- _Directions for this task_
Once you have read the entries, copy all of them exactly.

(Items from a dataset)
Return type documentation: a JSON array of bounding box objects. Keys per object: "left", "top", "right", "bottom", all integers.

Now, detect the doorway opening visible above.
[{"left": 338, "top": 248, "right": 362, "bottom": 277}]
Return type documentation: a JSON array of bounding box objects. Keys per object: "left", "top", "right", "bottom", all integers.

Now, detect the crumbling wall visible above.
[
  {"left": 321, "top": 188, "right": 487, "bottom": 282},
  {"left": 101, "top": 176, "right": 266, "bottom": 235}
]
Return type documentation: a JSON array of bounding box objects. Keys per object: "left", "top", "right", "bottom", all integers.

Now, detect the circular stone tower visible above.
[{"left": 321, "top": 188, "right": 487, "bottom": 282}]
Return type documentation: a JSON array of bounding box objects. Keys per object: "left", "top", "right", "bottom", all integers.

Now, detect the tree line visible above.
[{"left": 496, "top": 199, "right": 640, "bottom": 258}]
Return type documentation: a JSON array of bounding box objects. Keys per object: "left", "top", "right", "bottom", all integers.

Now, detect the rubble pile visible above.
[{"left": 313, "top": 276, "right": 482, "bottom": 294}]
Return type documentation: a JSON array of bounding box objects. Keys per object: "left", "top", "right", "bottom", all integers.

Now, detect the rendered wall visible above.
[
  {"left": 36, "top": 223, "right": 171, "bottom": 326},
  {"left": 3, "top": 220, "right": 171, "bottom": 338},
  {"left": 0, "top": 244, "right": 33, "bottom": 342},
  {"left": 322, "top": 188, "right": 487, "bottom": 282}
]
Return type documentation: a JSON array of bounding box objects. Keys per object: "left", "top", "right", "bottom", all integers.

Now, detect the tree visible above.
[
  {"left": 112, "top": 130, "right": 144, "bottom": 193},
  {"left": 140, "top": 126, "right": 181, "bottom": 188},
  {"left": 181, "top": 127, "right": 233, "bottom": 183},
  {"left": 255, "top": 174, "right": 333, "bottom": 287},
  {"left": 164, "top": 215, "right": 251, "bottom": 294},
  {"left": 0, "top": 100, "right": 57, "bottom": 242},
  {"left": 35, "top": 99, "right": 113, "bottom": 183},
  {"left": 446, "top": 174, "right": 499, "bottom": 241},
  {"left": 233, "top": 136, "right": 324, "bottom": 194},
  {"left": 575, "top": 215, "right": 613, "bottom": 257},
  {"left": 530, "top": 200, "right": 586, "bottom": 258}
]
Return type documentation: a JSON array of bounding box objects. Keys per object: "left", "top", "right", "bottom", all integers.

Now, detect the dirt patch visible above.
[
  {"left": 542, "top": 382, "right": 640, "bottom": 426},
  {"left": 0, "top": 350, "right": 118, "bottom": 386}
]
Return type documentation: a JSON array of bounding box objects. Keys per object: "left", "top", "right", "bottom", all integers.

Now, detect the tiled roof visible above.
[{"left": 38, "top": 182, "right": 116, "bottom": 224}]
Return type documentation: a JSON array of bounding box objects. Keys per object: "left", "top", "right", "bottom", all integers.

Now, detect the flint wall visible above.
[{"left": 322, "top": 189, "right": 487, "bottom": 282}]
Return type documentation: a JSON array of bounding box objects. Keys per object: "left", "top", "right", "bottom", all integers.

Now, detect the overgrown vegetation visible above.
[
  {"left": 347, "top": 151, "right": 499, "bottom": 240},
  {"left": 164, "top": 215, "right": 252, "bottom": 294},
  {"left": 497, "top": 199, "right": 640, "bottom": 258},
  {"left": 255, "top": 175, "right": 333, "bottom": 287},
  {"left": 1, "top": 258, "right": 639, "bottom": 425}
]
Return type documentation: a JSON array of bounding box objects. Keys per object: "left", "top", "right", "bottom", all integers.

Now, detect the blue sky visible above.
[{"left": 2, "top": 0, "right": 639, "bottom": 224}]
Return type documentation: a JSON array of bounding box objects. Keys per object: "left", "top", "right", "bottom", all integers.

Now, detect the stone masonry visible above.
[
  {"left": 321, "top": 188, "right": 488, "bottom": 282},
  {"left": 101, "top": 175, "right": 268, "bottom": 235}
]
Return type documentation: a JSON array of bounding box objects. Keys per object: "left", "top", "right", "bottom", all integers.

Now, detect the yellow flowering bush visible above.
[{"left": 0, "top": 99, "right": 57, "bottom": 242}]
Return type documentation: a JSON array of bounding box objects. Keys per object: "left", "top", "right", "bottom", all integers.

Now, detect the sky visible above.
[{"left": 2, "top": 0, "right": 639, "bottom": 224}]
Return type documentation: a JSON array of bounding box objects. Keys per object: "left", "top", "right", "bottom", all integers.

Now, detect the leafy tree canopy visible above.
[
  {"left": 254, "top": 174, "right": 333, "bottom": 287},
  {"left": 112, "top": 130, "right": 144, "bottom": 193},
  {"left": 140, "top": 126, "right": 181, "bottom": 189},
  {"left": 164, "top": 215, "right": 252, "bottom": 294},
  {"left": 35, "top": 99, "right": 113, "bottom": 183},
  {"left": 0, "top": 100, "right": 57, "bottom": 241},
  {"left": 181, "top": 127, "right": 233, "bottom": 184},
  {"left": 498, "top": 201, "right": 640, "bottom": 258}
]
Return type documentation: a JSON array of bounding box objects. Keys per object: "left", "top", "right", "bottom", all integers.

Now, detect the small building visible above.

- _Answer to this exercise_
Return type documentation: a JSON array of bounding box objects. Keys per object: "left", "top", "right", "bottom", all integers.

Now, detect the doorway opening visible above.
[{"left": 338, "top": 248, "right": 362, "bottom": 277}]
Return type documentation: a JSON array of bounding box objects. Keys per object: "left", "top", "right", "bottom", all integers.

Now, detect the crumbling wall visible above.
[
  {"left": 321, "top": 188, "right": 487, "bottom": 282},
  {"left": 101, "top": 176, "right": 266, "bottom": 235}
]
Return type documentation: a JSON array of bounding box objects. Keys per object: "left", "top", "right", "bottom", all integers.

Now, detect the circular stone tower visible above.
[{"left": 321, "top": 188, "right": 487, "bottom": 282}]
Return type documentation: a JSON array of bounding box objects. Keys per object: "left", "top", "right", "bottom", all integers.

Now, detect the tree line visible above.
[{"left": 496, "top": 199, "right": 640, "bottom": 258}]
Return type documentation: a JSON array of bounding box objects. Keys per object: "left", "top", "right", "bottom", all integers.

Now, detect the rubble pile visible above.
[{"left": 313, "top": 276, "right": 482, "bottom": 294}]
Return type documentation: a JSON array of bounding box objects. Keys per object: "left", "top", "right", "bottom", all integers.

Now, detect the rendered wall visible above.
[
  {"left": 36, "top": 223, "right": 171, "bottom": 326},
  {"left": 3, "top": 220, "right": 171, "bottom": 338},
  {"left": 0, "top": 244, "right": 33, "bottom": 342},
  {"left": 322, "top": 188, "right": 487, "bottom": 282}
]
Return type documentation: a JSON array of bounding box objects. Keys per object: "left", "top", "right", "bottom", all integers.

Now, detect the tree visible above.
[
  {"left": 112, "top": 130, "right": 144, "bottom": 193},
  {"left": 140, "top": 126, "right": 181, "bottom": 188},
  {"left": 181, "top": 127, "right": 233, "bottom": 183},
  {"left": 255, "top": 174, "right": 333, "bottom": 287},
  {"left": 164, "top": 215, "right": 251, "bottom": 294},
  {"left": 0, "top": 100, "right": 57, "bottom": 242},
  {"left": 35, "top": 99, "right": 113, "bottom": 183},
  {"left": 446, "top": 174, "right": 499, "bottom": 241},
  {"left": 233, "top": 136, "right": 324, "bottom": 194},
  {"left": 575, "top": 215, "right": 613, "bottom": 257},
  {"left": 530, "top": 200, "right": 586, "bottom": 258}
]
Return type documentation: a JSON array of bounding box objects. Keys per object: "left", "top", "right", "bottom", all integers.

Now, detect the dirt patch visible above.
[
  {"left": 542, "top": 382, "right": 640, "bottom": 426},
  {"left": 0, "top": 350, "right": 118, "bottom": 386}
]
Return type documentation: a JSON array of bounding box objects. Keys per object: "left", "top", "right", "bottom", all integers.

Now, detect the tiled roof visible above.
[{"left": 38, "top": 182, "right": 116, "bottom": 224}]
Return type documentation: a JSON array of bounding box objects. Keys per object: "left", "top", "right", "bottom", all integers.

Now, detect the flint wall visible above.
[{"left": 322, "top": 189, "right": 487, "bottom": 282}]
Return type documentation: a JSON array of bounding box objects. Keys per object: "left", "top", "right", "bottom", all integers.

Now, detect the overgrown vegetation visible above.
[
  {"left": 347, "top": 151, "right": 499, "bottom": 240},
  {"left": 164, "top": 215, "right": 252, "bottom": 294},
  {"left": 497, "top": 199, "right": 640, "bottom": 258},
  {"left": 255, "top": 175, "right": 333, "bottom": 287},
  {"left": 1, "top": 258, "right": 639, "bottom": 425}
]
Return type documentation: a JSON array of bounding box objects. Keys per object: "left", "top", "right", "bottom", all integers.

Now, detect the blue sky visible above.
[{"left": 2, "top": 0, "right": 639, "bottom": 224}]
Return type documentation: a JSON array of bounding box objects. Keys per object: "left", "top", "right", "bottom", all integers.

Now, detect the stone masonry visible above.
[
  {"left": 321, "top": 188, "right": 488, "bottom": 282},
  {"left": 101, "top": 175, "right": 268, "bottom": 235}
]
Return type documentation: a JSON array of bounding box objects. Keys per object: "left", "top", "right", "bottom", all integers.

Now, detect the yellow flowering bush visible above.
[{"left": 0, "top": 99, "right": 57, "bottom": 242}]
Return type documentation: a JSON array of bounding box objects. Keys per object: "left", "top", "right", "bottom", all integers.

Now, detect the sky visible above.
[{"left": 2, "top": 0, "right": 639, "bottom": 224}]
Return type documentation: a JSON array of bounding box objects. Keys per object: "left", "top", "right", "bottom", all integers.

Now, detect the leafy tree canopy visible above.
[
  {"left": 254, "top": 174, "right": 333, "bottom": 287},
  {"left": 112, "top": 130, "right": 144, "bottom": 193},
  {"left": 140, "top": 126, "right": 181, "bottom": 189},
  {"left": 164, "top": 215, "right": 252, "bottom": 294},
  {"left": 35, "top": 99, "right": 113, "bottom": 183},
  {"left": 0, "top": 100, "right": 57, "bottom": 241},
  {"left": 181, "top": 127, "right": 233, "bottom": 184},
  {"left": 498, "top": 201, "right": 640, "bottom": 258}
]
Return type documentation: a JSON array of bounding box objects. Keys per object: "left", "top", "right", "bottom", all integers.

Now, detect the small building visible above.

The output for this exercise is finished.